*DATA SHOWN*.
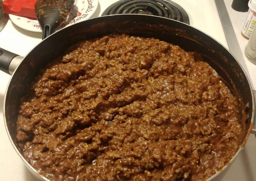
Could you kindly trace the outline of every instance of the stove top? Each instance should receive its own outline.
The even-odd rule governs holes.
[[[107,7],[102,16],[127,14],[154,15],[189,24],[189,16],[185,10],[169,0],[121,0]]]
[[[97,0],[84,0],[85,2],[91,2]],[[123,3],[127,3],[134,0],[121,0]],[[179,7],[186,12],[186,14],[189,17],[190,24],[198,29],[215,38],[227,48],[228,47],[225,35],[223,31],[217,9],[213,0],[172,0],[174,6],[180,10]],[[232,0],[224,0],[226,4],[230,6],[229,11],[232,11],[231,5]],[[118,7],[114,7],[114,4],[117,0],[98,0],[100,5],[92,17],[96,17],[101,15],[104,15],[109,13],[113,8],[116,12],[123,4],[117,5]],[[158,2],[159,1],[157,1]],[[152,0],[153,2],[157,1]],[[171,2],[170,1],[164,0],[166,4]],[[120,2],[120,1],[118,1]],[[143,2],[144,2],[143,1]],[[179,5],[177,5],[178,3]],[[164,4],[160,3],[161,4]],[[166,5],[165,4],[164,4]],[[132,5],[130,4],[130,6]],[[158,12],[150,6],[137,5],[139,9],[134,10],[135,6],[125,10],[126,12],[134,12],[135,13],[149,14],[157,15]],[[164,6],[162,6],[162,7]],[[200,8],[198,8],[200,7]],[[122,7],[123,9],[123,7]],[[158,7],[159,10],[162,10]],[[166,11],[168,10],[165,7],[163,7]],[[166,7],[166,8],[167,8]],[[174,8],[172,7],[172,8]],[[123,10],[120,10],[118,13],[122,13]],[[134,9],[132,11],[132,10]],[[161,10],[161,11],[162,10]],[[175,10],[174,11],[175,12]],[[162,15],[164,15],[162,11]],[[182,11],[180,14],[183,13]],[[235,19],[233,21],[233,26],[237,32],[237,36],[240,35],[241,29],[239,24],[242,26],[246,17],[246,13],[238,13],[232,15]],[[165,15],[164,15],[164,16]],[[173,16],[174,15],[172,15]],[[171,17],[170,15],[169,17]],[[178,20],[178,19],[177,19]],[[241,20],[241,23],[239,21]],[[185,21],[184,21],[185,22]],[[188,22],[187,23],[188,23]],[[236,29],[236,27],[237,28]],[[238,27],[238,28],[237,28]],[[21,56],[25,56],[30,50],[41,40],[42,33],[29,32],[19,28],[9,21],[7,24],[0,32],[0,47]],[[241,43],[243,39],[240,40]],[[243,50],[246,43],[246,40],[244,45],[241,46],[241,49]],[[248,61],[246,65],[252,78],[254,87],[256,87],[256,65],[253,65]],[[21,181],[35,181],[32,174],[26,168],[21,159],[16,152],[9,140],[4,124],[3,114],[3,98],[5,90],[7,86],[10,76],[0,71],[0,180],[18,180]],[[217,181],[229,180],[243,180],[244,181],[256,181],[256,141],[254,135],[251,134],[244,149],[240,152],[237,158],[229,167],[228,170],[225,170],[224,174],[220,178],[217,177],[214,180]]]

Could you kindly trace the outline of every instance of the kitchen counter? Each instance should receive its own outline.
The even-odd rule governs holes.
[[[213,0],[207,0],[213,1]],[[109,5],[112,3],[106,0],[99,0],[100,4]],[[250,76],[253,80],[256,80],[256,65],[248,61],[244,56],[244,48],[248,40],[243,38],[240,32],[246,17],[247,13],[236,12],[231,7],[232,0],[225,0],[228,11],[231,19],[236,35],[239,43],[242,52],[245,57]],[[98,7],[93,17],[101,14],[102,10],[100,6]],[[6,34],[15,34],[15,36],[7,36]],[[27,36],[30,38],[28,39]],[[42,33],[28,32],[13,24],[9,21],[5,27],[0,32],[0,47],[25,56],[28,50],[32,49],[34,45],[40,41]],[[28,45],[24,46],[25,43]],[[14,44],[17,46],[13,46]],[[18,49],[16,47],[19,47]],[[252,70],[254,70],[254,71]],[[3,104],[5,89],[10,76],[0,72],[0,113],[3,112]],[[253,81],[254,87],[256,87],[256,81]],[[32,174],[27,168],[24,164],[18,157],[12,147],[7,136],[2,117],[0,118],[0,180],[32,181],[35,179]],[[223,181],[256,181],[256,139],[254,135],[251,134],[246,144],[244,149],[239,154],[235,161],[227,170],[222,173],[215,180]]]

==

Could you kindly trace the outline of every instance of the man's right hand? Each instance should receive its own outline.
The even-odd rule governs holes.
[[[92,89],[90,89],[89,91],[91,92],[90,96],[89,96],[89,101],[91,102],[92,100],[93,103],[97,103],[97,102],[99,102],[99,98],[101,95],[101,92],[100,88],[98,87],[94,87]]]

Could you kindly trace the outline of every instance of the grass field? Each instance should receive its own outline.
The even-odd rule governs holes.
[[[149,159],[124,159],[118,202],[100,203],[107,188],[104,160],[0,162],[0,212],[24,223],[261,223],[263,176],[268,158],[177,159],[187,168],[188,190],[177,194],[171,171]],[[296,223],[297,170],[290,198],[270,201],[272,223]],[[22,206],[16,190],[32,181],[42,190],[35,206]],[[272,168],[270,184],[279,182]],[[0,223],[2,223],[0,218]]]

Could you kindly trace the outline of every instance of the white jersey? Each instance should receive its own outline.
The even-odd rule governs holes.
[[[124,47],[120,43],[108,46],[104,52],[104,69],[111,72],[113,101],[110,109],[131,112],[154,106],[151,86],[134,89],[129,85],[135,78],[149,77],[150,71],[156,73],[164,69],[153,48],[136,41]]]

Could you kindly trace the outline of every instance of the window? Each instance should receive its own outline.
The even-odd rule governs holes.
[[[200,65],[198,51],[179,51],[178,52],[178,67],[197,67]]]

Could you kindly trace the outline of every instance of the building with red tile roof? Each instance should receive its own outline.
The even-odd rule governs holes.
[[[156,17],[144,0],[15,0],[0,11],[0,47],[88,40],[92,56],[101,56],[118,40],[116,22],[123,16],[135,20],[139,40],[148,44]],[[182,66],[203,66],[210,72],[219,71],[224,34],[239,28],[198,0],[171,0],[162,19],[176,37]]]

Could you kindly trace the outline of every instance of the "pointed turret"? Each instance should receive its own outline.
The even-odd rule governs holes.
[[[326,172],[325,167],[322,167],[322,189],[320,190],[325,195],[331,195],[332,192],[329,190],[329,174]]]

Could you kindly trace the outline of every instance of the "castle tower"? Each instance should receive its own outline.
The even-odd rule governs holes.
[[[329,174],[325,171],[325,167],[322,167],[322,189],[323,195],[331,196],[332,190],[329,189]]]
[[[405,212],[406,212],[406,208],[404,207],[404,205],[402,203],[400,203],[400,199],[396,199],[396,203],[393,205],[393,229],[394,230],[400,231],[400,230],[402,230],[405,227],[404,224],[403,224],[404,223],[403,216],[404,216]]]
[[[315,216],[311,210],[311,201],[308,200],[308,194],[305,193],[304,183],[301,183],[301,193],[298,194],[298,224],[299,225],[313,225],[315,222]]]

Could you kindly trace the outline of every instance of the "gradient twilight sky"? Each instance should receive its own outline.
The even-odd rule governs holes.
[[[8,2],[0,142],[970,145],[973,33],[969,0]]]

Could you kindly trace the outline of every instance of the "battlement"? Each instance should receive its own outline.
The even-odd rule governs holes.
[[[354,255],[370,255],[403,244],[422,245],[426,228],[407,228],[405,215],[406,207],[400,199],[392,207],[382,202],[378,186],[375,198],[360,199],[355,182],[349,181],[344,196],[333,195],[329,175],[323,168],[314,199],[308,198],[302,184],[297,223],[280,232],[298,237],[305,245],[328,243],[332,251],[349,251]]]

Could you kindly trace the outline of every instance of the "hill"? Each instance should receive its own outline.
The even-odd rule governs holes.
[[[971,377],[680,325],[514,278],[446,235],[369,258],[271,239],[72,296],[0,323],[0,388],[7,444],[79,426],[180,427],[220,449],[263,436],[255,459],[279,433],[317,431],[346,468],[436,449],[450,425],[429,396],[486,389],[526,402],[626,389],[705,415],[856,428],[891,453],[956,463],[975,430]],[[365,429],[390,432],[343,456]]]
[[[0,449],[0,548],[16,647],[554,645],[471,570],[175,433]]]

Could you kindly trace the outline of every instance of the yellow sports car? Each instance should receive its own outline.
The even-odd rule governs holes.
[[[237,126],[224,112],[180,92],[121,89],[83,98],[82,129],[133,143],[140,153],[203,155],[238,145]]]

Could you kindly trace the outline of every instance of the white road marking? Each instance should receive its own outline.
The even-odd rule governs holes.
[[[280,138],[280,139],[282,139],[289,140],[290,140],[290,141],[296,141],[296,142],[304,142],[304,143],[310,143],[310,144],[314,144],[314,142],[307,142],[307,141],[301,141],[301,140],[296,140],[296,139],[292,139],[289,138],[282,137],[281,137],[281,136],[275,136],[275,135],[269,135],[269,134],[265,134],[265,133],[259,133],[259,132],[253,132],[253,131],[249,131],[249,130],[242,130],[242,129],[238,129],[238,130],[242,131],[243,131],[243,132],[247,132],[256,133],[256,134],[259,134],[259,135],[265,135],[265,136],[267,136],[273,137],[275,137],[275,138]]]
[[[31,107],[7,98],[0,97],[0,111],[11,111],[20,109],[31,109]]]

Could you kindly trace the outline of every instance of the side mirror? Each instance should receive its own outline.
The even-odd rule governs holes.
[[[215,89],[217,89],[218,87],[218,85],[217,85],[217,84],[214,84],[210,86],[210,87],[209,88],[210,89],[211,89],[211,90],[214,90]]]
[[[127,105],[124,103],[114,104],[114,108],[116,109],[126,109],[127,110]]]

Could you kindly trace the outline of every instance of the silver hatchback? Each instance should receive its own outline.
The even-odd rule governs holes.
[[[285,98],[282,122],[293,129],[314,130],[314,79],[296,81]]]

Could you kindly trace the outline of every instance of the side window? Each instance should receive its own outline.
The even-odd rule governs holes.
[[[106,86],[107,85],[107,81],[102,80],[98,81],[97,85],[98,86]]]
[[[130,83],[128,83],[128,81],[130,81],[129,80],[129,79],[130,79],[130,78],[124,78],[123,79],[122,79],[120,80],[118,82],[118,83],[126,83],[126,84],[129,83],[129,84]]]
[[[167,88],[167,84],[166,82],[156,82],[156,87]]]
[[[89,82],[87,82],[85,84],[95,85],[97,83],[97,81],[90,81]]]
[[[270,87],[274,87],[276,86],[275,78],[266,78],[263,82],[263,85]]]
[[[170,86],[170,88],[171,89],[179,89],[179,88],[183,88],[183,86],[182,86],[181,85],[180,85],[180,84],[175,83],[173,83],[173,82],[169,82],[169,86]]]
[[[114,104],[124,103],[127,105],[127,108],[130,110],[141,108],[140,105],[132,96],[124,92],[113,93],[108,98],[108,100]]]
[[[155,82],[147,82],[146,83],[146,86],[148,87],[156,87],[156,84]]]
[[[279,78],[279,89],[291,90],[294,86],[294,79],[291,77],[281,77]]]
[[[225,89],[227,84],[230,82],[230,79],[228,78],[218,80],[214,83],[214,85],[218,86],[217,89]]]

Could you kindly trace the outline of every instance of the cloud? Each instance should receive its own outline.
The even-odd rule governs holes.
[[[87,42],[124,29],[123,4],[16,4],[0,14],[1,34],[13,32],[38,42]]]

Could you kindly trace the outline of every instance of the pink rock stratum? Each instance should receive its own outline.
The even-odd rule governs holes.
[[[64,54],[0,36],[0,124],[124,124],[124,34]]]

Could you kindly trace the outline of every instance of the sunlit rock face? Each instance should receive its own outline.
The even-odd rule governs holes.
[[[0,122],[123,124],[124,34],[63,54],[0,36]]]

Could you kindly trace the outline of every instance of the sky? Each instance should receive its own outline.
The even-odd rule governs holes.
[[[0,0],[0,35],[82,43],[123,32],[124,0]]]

---

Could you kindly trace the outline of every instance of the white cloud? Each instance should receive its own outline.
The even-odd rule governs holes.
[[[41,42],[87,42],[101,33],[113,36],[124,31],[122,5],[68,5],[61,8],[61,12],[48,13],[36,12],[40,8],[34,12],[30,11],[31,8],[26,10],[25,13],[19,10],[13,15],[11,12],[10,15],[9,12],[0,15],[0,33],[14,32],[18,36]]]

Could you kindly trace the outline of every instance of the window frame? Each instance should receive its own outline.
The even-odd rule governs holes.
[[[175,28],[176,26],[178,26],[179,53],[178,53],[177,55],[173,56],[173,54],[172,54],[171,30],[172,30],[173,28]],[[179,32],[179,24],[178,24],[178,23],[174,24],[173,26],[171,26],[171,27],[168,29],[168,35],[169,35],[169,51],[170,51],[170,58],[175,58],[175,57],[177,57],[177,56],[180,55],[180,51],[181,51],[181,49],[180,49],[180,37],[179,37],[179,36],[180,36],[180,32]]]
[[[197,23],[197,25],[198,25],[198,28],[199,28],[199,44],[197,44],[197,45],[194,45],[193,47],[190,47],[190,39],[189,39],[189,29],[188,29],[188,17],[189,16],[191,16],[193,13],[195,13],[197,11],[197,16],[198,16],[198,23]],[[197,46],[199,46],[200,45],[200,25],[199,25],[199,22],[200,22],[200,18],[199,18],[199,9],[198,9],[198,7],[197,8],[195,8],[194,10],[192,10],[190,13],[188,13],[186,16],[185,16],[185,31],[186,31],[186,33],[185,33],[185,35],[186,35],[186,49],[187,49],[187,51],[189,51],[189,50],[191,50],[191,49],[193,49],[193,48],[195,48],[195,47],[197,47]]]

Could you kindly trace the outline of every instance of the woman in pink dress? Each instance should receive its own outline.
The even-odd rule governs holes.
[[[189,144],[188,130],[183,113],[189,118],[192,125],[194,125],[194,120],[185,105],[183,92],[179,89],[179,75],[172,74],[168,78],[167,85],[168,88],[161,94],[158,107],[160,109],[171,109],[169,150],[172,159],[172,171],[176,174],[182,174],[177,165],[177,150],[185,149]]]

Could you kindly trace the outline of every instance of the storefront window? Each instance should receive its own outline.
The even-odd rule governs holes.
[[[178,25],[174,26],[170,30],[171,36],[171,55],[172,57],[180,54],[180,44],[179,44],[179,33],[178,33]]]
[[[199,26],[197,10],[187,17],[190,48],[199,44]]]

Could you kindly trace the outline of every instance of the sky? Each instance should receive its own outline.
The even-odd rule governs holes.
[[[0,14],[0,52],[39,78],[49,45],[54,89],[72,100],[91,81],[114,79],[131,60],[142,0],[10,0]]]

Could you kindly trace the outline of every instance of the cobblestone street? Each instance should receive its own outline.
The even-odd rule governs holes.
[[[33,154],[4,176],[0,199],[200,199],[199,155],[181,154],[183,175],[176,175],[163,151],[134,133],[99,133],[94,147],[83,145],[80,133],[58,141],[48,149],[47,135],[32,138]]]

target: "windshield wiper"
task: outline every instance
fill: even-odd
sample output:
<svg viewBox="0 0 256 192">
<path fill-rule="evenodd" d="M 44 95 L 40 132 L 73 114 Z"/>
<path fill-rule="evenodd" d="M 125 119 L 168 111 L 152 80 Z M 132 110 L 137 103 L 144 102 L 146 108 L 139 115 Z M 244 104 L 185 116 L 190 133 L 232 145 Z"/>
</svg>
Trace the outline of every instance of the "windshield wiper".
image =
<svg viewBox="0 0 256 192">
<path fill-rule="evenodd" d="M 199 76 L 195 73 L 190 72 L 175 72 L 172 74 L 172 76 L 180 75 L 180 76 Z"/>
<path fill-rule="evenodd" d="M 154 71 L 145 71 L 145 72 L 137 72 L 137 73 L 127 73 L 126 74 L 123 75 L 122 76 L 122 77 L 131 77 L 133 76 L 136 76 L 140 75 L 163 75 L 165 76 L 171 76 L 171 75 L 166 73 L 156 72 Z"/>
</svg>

*EXERCISE TASK*.
Count the lines in the rows above that contain the word "pink", and give only that number.

*WRITTEN REPLY*.
2